── EXTRAIT CHOISI

Poursuivi pour dommages à la propriété (art. 144 CP), il est acquitté par la Cour de justice de Genève, laquelle retient qu’il a agi en état de nécessité (art. 17 CP ; CJ GE, 14.10.2020, AARP/339/2020).

Sur recours du Ministère public genevois, le Tribunal fédéral casse cette décision (TF, 28.09.2021, 6B_1298/2020, 6B_1310/2020) et renvoie l’affaire à la Cour de justice de Genève. Celle-ci est donc tenue de réformer son arrêt. Estimant que le manifestant doit être mis au bénéfice des circonstances atténuantes décrites à l’art. 48 CP, elle limite sa condamnation à une simple amende de CHF 100.-. Le Ministère public de Genève recourt à nouveau au Tribunal fédéral lequel est amené à se prononcer sur l’application de circonstances atténuantes en cas de manifestations pour le climat.

Droit

Le juge fixe la peine d’après la culpabilité de l’auteur (art. 47 CP). Le mobile honorable (art. 48 let. a ch. 1 CP), la détresse profonde (art. 48 let. a ch. 2 CP) et l’état de profond désarroi (art. 48 let. c) constituent des circonstances qui peuvent conduire à une atténuation voire à une modification du genre de la peine (art. 48a CP).

Le Tribunal fédéral commence par rappeler que le mobile honorable s’examine d’après l’échelle des valeurs éthiques reconnues par la collectivité dans son ensemble. Il doit reposer sur des convictions dignes d’estime. L’analyse de ces convictions n’intervient pas sur le plan subjectif, à savoir sur le plan de l’auteur, mais bien sur le plan objectif, c’est-à-dire celles qui prévalent dans notre société.

────
── ENTRÉES DU CORPUS

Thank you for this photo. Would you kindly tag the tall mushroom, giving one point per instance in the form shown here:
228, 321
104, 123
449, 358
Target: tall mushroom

────

CONSIGNE A.
Répondez aux questions suivantes d'après l'extrait sur la manifestation pour le climat.
(i) À quel montant la Cour de justice de Genève limite-t-elle l'amende après le renvoi ?
(ii) Quel article du CP prévoit que le juge fixe la peine d'après la culpabilité de l'auteur ?
(iii) D'après quelle échelle le mobile honorable s'examine-t-il ?
CONSIGNE B.
Mettez à jour l'extrait sur la manifestation pour le climat en le reprenant à partir de "Sur recours du" et jusqu'à "pour le climat.". Remplacez-y "Ministère public" par "parquet".
CONSIGNE C.
Poursuivez l'extrait sur la manifestation pour le climat après sa dernière phrase.

RÉSULTAT A.
(i) CHF 100.-
(ii) L'art. 47 CP.
(iii) D'après l'échelle des valeurs éthiques reconnues par la collectivité dans son ensemble.

RÉSULTAT B.
Sur recours du parquet genevois, le Tribunal fédéral casse cette décision (TF, 28.09.2021, 6B_1298/2020, 6B_1310/2020) et renvoie l’affaire à la Cour de justice de Genève. Celle-ci est donc tenue de réformer son arrêt. Estimant que le manifestant doit être mis au bénéfice des circonstances atténuantes décrites à l’art. 48 CP, elle limite sa condamnation à une simple amende de CHF 100.-. Le parquet de Genève recourt à nouveau au Tribunal fédéral lequel est amené à se prononcer sur l’application de circonstances atténuantes en cas de manifestations pour le climat.

RÉSULTAT C.
Il souligne ensuite que la lutte contre le dérèglement climatique et la réduction des émissions de gaz à effet de serre sont des préoccupations de premier ordre dans notre société. Aussi, il relève que les manifestants pour le climat qui entendent informer et sensibiliser la population à ces enjeux agissent dès lors en raison de motifs altruistes, idéaux et par conséquent, respectables.

Cela étant dit, le Tribunal fédéral se livre aux considérations suivantes :

« Il n’en demeure pas moins qu’au regard notamment de la radicalité des slogans utilisés et des messages énoncés, mais également du choix des établissements visés, les actions mises en œuvre par les collectifs de militants pour le climat sont, bien souvent, également susceptibles de refléter, outre une préoccupation écologique légitime de leurs auteurs, une critique peu nuancée de la liberté économique ou encore du droit de propriété privée, dans une approche teintée d’anticapitalisme. Les appels à la désobéissance civile qui y sont parfois formulés tendent pour leur part à traduire une remise en cause de la légitimité démocratique du droit, pénal en particulier, ainsi que des autorités chargées de son application, que la cause climatique ne saurait à elle seule justifier. A ces derniers égards, les actions des militants pour le climat […] dénotent […] un activisme purement idéologique, qui, en tant que tel, doit être tenu pour neutre sur l’échelle des valeurs » (c. 1.3.6).

Le Tribunal fédéral précise encore la chose suivante :

« un mobile honorable doit en tout état être dénié lorsque les actes des militants, par leur violence, conduisent à des déprédations ou à un risque d’atteinte à l’intégrité corporelle d’autrui. Dans un État de droit tel que la Suisse, qui offre de larges garanties en termes de droits politiques et de liberté d’expression notamment, des actes de telle nature ne sauraient en effet être rendus excusables par la volonté de promouvoir quelque idéal politique, aussi respectable soit-il » (c. 1.3.7).

Dans le cas d’espèce, le manifestant a apposé une peinture rouge à base de craie et lavable à l’eau sur les locaux de Crédit Suisse. Le Tribunal fédéral y voit une déprédation d’une violence suffisante pour empêcher l’application de l’art. 48 let. a ch. 1 CP.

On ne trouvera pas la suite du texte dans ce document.